**Input data:**
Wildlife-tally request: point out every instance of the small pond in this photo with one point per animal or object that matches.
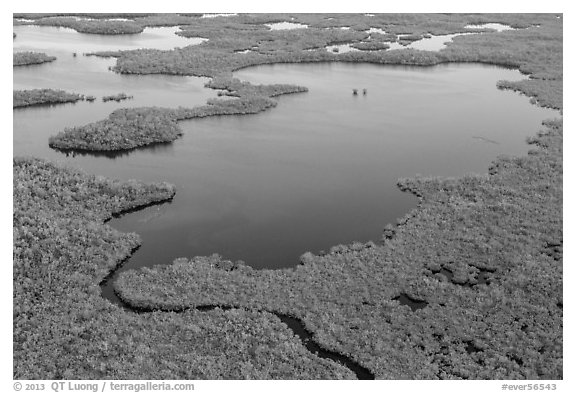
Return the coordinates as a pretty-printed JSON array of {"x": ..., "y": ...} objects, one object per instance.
[{"x": 318, "y": 170}]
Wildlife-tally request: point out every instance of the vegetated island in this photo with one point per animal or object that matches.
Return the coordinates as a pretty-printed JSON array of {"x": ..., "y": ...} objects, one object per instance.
[
  {"x": 117, "y": 97},
  {"x": 129, "y": 128},
  {"x": 29, "y": 58},
  {"x": 24, "y": 98},
  {"x": 466, "y": 286}
]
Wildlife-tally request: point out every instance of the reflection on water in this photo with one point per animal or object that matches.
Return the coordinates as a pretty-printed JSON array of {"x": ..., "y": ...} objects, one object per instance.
[
  {"x": 285, "y": 26},
  {"x": 318, "y": 170},
  {"x": 61, "y": 40}
]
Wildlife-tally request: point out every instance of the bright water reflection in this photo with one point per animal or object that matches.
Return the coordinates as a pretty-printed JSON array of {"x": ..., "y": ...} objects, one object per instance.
[{"x": 318, "y": 170}]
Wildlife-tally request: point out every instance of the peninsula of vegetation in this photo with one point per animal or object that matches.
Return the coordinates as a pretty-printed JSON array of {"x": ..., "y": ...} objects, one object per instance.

**Work to complete:** Work through the entries above line by line, counting each one that includes the word "water", and give the final number only.

**Problem solution:** 2